* _REQUIRED ACTIONS_
1 > List each author in the passage on fatherlessness below who is cited with a year, along with that year.
2 > Extend the passage on fatherlessness below, picking up after its final sentence.

* _SELECTED TEXT_
[Start of Attachment]

The tendency toward undesirable behaviors is seen early in the lives of father-absent boys. Sametz (1984) reviewed court records for nearly 300 offenders aged 7, 8, and 9 living in a large Northeast city and its wealthy suburbs.. The results show that “the majority of offenders are male…and living with a single-parent mother'. In a study of 7 and 8 year-old Hispanic male youngsters, Boone (1979) reports that fatherless subjects were more prone to aggression than their fathered peers.
The aggression and tendency toward violence in father-absent boys may be an expression of what Whiting (1965) terms “protest masculinity”. Whiting defines “protest masculinity” in the father-deprived boy as “an over determined attempt to prove his masculinity, manifested by a preoccupation with physical strength and athletic proves, or attempts to demonstrate daring or valor, or behavior that is violent or aggressive”. Similarly, Biller points out that “males who are fathered-deprived in early life are likely to engage later in rigidly over=compensatory masculine behavior”. The bravado of this protest behavior can quickly lead boys into activities that are dangerous, and sometimes fatal, for themselves and for others (Anderson).
Despite its crippling effects, fatherlessness is increasing in America. Presently, “close to 40% of all children do not live with their biological parents, and percentage that is steadily climbing” (Popenoe, 1996). “Before they reach the age of 18,” Blankenhorn (1995) states, “more than half of our nation’s children are likely to spend at least a significant portion of their childhoods living apart from their fathers”. The epidemic of fatherlessness is most prevalent in our cities. A recent survey of nearly 200 urban neighborhoods found that 90% of all the families living there were without fathers (Popenoe, 1996).

[End of Attachment]

* _SUPPLIED RECORDS_
[Start of Attachment]

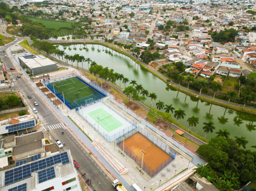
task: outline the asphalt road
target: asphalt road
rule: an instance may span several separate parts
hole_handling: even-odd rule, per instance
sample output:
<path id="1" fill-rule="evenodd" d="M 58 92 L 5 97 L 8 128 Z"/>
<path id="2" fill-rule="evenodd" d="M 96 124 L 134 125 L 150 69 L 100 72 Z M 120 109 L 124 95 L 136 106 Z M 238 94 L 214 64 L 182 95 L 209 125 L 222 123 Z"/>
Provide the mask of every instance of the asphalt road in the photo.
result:
<path id="1" fill-rule="evenodd" d="M 15 78 L 16 80 L 17 76 L 20 75 L 20 69 L 12 63 L 11 58 L 9 57 L 9 55 L 6 52 L 11 45 L 11 43 L 10 45 L 9 44 L 7 46 L 3 47 L 2 50 L 5 50 L 5 52 L 0 52 L 0 57 L 4 57 L 5 54 L 8 56 L 7 57 L 1 57 L 2 62 L 5 65 L 7 72 L 12 73 L 11 77 Z M 15 68 L 15 70 L 10 70 L 11 68 Z M 36 117 L 38 117 L 38 120 L 44 126 L 46 127 L 49 125 L 52 126 L 53 125 L 56 127 L 61 126 L 59 124 L 61 124 L 61 121 L 53 112 L 48 104 L 45 103 L 41 97 L 35 92 L 34 89 L 25 78 L 24 75 L 21 75 L 21 77 L 20 78 L 17 78 L 16 81 L 13 83 L 14 85 L 11 88 L 0 88 L 0 91 L 4 91 L 5 89 L 13 91 L 14 89 L 16 91 L 19 91 L 24 96 L 25 100 L 30 107 L 36 108 L 38 113 L 35 115 Z M 30 95 L 32 98 L 28 99 L 27 97 L 28 94 Z M 34 102 L 37 102 L 38 105 L 35 106 L 34 105 Z M 80 144 L 79 141 L 68 129 L 66 129 L 64 135 L 62 133 L 63 131 L 63 129 L 60 127 L 54 129 L 50 129 L 48 133 L 54 141 L 58 139 L 62 143 L 65 142 L 65 146 L 61 150 L 62 151 L 70 150 L 73 159 L 75 160 L 79 164 L 80 167 L 77 170 L 78 173 L 81 175 L 86 173 L 86 176 L 83 176 L 83 178 L 86 180 L 87 177 L 89 177 L 89 179 L 92 180 L 91 185 L 95 186 L 97 190 L 115 190 L 111 185 L 114 180 L 112 175 L 92 153 L 85 147 Z M 78 144 L 80 145 L 81 147 L 78 147 Z M 90 188 L 92 189 L 92 186 L 90 186 Z"/>

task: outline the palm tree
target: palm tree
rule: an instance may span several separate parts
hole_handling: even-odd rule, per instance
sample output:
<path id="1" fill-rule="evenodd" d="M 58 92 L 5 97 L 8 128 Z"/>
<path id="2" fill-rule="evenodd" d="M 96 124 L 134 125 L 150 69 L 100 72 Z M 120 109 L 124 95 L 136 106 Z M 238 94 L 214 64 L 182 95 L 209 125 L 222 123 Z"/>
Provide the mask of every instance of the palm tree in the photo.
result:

[End of Attachment]

* _RESPONSES TO THE EXERCISE_
1 > Sametz (1984), Boone (1979), Whiting (1965), Popenoe (1996), Blankenhorn (1995)

2 >
The missing father is ipso facto often not a benign figure, i.e. because he is not there, he is bad. His negative image may be reinforced by the circumstances of his absence, e.g., his being incarcerated, his abuse of the youngster’s mother, his not supporting the family. The negative image of the father may be intensified by the mother’s anger at him. In these cases, the identification in the young adolescent male with his absent father still takes place because in his stage of development he had a strong need for identification with a male model. But the identification here is with the father’s negative aspects. On a conscious level the boy may idealize the father, granting him positive attributes he may or may not posses’ unconsciously he may take on some of the father’s “bad” characteristics.
Some adolescents idealize their fathers precisely because of their negative qualities, and consciously strive to be as destructive as possible. Identification is a powerful defense. It protects the youngster from experiencing the anger that would facilitate de-idealization of the father, and maintains a bond with him. It drives some of the deviant behaviors in which father-absent boys engage.
The importance of fathers to the lives of their children has been a charged issue. Greif and Bailey (1990) point out that the concern about sexism had put an emphasis on women’s perspectives and highlighted their strengths. The study of fathers has thus been less favored.
Asserting the importance of fathers in children’s lives in no way diminishes the valiant and often successful efforts of single mothers to raise their children. The assertion is rather a recognition that the responsibility of raising a child is of such enormous consequence that no parent should have to attempt it alone.